What you are asked to do
Convert every line of the items below into a JSON list of strings, one string per line, and leave out any blank lines.

+-------+

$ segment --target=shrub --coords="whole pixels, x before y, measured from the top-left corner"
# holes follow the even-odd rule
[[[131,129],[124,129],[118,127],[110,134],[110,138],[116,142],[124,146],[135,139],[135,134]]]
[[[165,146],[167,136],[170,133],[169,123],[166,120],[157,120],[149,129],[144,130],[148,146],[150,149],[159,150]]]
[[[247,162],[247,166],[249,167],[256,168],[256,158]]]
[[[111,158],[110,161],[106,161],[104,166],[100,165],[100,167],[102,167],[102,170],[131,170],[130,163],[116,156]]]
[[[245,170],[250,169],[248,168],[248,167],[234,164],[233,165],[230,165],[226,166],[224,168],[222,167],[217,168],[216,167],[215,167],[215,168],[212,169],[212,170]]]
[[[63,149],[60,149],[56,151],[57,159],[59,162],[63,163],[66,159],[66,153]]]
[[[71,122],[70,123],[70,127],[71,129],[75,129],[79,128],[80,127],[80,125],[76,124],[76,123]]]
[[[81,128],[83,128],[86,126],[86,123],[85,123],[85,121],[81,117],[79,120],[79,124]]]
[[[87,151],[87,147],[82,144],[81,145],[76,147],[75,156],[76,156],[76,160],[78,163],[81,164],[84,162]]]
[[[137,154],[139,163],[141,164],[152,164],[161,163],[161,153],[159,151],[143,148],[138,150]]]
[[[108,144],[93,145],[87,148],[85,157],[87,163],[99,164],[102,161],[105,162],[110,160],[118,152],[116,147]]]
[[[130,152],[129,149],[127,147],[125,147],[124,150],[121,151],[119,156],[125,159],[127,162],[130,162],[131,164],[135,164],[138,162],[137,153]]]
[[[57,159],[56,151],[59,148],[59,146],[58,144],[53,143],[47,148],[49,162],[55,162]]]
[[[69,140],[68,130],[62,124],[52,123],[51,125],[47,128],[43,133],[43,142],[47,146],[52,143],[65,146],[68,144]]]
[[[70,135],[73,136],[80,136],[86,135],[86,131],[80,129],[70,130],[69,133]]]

+-------+

Written answer
[
  "$ segment --target=shrub --coords=\"whole pixels, x before y, measured from the top-left corner\"",
  "# holes follow the even-odd rule",
  "[[[131,129],[124,129],[118,127],[110,134],[110,138],[116,142],[124,146],[135,139],[135,134]]]",
  "[[[165,146],[167,136],[170,133],[169,123],[166,120],[157,120],[149,129],[144,130],[148,146],[150,149],[159,150]]]",
  "[[[247,162],[247,166],[249,167],[256,168],[256,158]]]",
  "[[[111,158],[110,161],[106,161],[104,166],[100,165],[100,167],[102,167],[102,170],[131,170],[130,163],[116,156]]]",
  "[[[245,170],[250,169],[248,168],[248,167],[234,164],[233,165],[230,165],[226,166],[224,168],[222,167],[217,168],[216,167],[215,167],[215,168],[212,169],[212,170]]]",
  "[[[63,149],[60,149],[56,151],[57,159],[59,162],[63,163],[66,159],[66,153]]]",
  "[[[71,122],[70,123],[70,127],[71,129],[75,129],[79,128],[80,127],[80,125],[76,124],[76,123]]]",
  "[[[81,128],[83,128],[86,126],[86,123],[85,123],[85,121],[81,117],[79,120],[79,124]]]",
  "[[[87,151],[87,147],[82,144],[81,145],[76,147],[75,156],[76,156],[76,160],[78,163],[81,164],[84,162]]]",
  "[[[137,154],[139,163],[141,164],[152,164],[161,163],[161,153],[159,151],[143,148],[138,150]]]",
  "[[[108,144],[93,145],[87,148],[85,157],[87,163],[99,164],[102,161],[105,162],[110,160],[118,152],[116,147]]]",
  "[[[130,152],[129,149],[127,147],[125,147],[124,150],[121,151],[119,156],[125,159],[127,162],[130,162],[131,164],[135,164],[138,162],[137,153]]]",
  "[[[57,159],[56,151],[59,148],[59,146],[58,144],[53,143],[47,148],[49,162],[55,162]]]",
  "[[[69,140],[68,130],[62,124],[52,123],[51,125],[47,128],[43,133],[43,142],[47,146],[52,143],[65,146],[68,144]]]",
  "[[[70,135],[73,136],[80,136],[86,135],[86,131],[80,129],[70,130],[69,133]]]"
]